● **Selected text**:

“There are several art worlds out there,” says Deborah Roberts. For many years, the Austin, Texas–based artist made a living from her paintings of happy Black families in suburban settings that she sold to an aspirational clientele. “The Black Norman Rockwell, that’s what they called me,” she says. “I did little kids in flower gardens and in church, little brothers and sisters on a swing, this whole romantic idea of Blackness.”
Then, in the past decade, she veered off course. Her work grew jagged, surrealistic, using collage to incorporate found images. From depicting idyllic scenes, she shifted to works that wrestled with the portrayal of young Black girls in particular in the media and popular culture. She returned to art school to hone her new direction.
Now, in the fullness of middle age, Roberts is suddenly on the national map. “In-gé-nue,” her first solo New York show, is at Fort Gansevoort in the Meatpacking District. She also has work in “Fictions,” the Studio Museum in Harlem’s current “emerging artists” showcase. “I wish I was at an emerging age!” says Roberts, who allows that she was born in the Sixties. “But in essence, I’m starting over. So why not be emerging?”

● **Data lines**:
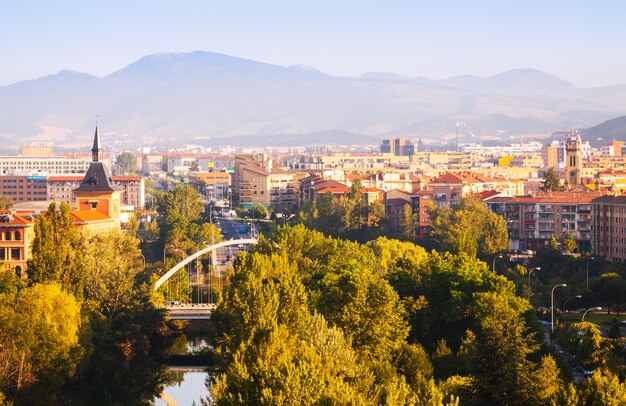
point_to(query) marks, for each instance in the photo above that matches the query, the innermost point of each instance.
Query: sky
(582, 42)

● **Problems to work on**:
**1)** In the article on Deborah Roberts above, transcribe the part between "Then, in the" and "her new direction.", inclusive.
**2)** In the article on Deborah Roberts, where is her first solo New York show taking place?

● **Problem solutions**:
**1)**
Then, in the past decade, she veered off course. Her work grew jagged, surrealistic, using collage to incorporate found images. From depicting idyllic scenes, she shifted to works that wrestled with the portrayal of young Black girls in particular in the media and popular culture. She returned to art school to hone her new direction.

**2)** At Fort Gansevoort in the Meatpacking District.